** Exercise details **
Quote every line of the material beneath this one.
/---
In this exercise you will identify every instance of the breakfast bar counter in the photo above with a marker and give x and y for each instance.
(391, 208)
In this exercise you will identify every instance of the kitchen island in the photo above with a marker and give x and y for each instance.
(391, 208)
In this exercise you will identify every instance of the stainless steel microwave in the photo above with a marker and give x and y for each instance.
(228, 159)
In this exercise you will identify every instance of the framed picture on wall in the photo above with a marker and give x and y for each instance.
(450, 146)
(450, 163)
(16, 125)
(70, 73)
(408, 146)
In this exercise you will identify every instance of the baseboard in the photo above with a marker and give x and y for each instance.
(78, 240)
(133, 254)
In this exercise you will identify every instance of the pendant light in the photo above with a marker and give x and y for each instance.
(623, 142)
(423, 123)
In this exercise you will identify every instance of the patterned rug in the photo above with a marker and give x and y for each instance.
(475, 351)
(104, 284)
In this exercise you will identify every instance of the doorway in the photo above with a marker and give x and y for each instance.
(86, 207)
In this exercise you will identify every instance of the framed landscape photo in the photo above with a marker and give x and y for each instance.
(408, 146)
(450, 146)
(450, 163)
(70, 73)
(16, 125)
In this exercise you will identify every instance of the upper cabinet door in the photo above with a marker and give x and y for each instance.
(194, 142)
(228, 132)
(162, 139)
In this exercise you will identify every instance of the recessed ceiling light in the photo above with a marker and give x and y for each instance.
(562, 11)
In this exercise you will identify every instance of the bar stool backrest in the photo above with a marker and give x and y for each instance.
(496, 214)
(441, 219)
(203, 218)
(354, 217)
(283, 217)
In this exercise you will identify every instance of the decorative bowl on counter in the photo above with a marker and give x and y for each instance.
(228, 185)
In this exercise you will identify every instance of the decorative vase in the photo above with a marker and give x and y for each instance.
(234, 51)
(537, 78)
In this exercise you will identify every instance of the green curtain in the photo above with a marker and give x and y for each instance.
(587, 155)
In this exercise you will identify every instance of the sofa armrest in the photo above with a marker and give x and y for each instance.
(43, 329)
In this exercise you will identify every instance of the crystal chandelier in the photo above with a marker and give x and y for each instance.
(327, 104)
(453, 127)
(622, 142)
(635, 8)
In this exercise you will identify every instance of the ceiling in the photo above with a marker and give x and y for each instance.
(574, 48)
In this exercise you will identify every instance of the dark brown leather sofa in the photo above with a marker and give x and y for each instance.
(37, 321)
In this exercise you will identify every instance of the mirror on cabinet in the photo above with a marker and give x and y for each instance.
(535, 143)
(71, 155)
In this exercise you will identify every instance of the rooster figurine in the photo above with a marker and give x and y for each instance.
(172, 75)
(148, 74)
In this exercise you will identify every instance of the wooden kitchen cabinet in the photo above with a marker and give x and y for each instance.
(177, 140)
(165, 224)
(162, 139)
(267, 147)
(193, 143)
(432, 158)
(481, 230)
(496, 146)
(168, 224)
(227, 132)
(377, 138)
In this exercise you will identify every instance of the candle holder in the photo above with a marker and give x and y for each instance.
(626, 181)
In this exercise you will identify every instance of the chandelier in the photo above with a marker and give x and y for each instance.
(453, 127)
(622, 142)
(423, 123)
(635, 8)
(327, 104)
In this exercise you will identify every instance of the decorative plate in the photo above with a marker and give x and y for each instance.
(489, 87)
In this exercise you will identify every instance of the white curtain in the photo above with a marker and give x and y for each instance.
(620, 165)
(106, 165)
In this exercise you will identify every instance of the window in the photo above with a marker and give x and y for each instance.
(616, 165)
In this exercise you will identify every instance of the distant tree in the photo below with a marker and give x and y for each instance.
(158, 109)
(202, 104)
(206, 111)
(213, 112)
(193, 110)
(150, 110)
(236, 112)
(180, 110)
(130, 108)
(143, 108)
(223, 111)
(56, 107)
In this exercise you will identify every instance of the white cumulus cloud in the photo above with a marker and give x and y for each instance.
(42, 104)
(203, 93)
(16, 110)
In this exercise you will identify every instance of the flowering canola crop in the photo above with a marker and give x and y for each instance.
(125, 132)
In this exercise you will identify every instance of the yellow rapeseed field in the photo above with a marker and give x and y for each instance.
\---
** Output below **
In this exercise you will identify every instance of the breakfast bar counter in the photo above with a marker and give x and y for each instance.
(391, 208)
In this exercise you will identify every instance of the kitchen island in the photo above with a marker and give x and y for each instance.
(391, 208)
In this exercise you will identify every instance of the stainless steel microwave in the photo above with a marker and give x and y for each instance.
(228, 159)
In this exercise you will identify every instance of the framed picture on wall in the photo above with a marker and give x and y for each instance.
(450, 146)
(450, 163)
(16, 125)
(70, 73)
(408, 146)
In this exercise you will identify every instance of the baseboard in the photo above with a marker and give x and y for each instance.
(78, 240)
(133, 254)
In this exercise you will identify every instance of the pendant light in the photo above with a marker and give x and y for each instance.
(623, 142)
(423, 123)
In this exercise you will identify every instance of the patterned rug in the photo above with a marker and give x and y for each instance.
(475, 351)
(104, 284)
In this exercise you will identify every instance of the doorway in the photo above with a marker and give x and y for each instance.
(86, 207)
In this exercise you will identify every instance of the framed landscape photo in the photo above with a marker and give x and y for each instance.
(408, 146)
(450, 146)
(450, 163)
(70, 73)
(16, 125)
In this exercise you will identify every instance of the upper cabinet door in the photo above with a marker and give x and y for each instance.
(194, 142)
(228, 132)
(162, 139)
In this exercise you will identify every instance of the recessed ceiling light in the photo above with a marker and give x and y for each instance.
(562, 11)
In this exercise you will identify every instance of the bar stool backrest in the photo above with a marker and give x and y for each instance.
(496, 214)
(441, 219)
(203, 218)
(354, 217)
(283, 217)
In this exercise you will identify every instance of the decorative bowl on counter in the photo above with a marker and give x and y for each instance.
(228, 185)
In this exercise you will identify every instance of the decorative vase in the photo above with a marker and give x and y for each instance.
(234, 51)
(537, 78)
In this exercise you will identify every instance of the green curtain in the photo above with a marker and give x and y for each instance.
(587, 155)
In this exercise you will identify every instance of the sofa armrest in the photo above with a marker and give x and y for each instance.
(43, 329)
In this exercise you will identify every instance of the crystal chandelier in the photo above with a marker and give x and y for each instance.
(327, 104)
(453, 127)
(622, 142)
(635, 8)
In this exercise you will identify every instance of the ceiling in the photo above with a marker and give x and y for each instance.
(574, 48)
In this exercise you will identify every instance of the dark brown leather sofa in the photo above with a marker and give x and y for each instance.
(37, 321)
In this exercise you will identify every instance of the mirror on cabinet in the photo above with a marker and give x and y for each instance.
(535, 143)
(71, 155)
In this exercise you will identify every instance of the rooster figurine in the photo above with a marker and give x and y for each instance.
(172, 75)
(148, 74)
In this exercise you will identify every instance of the wooden kitchen cabinet in the photo above with a marker and give x and y for each instance.
(177, 140)
(165, 224)
(162, 139)
(267, 147)
(193, 143)
(432, 158)
(481, 230)
(496, 146)
(168, 224)
(227, 132)
(377, 138)
In this exercise you will identify every instance of the candle holder in the photo above with a marker and give x and y for each instance.
(626, 181)
In this exercise you will identify every instance of the chandelier in the photo above with a marker and give x and y for each instance.
(453, 127)
(622, 142)
(423, 123)
(635, 8)
(327, 104)
In this exercise you will identify every instance of the decorative plate in the photo above with a marker and give x and y for each instance.
(489, 87)
In this exercise you will identify every instance of the white curtain in the photo above with a marker and give x and y for each instance.
(620, 165)
(106, 165)
In this exercise you will identify every instance of the window in the photo above with a marker and give x and y for each instance.
(616, 165)
In this exercise you will identify every instance of the distant tree in the photo below with a marker and give x and y for each instance.
(158, 109)
(202, 104)
(206, 111)
(213, 112)
(193, 110)
(150, 110)
(236, 112)
(180, 110)
(130, 108)
(143, 108)
(223, 111)
(56, 107)
In this exercise you will identify every instance of the white cumulus cloud in the photo above with a marker and give x and y for each instance.
(42, 104)
(203, 93)
(16, 110)
In this exercise you will identify every instance of the flowering canola crop in the photo above with a marker and give x and y for each instance.
(125, 132)
In this exercise you will identify every instance of the yellow rapeseed field in the photo above with a marker and give x and y for each instance.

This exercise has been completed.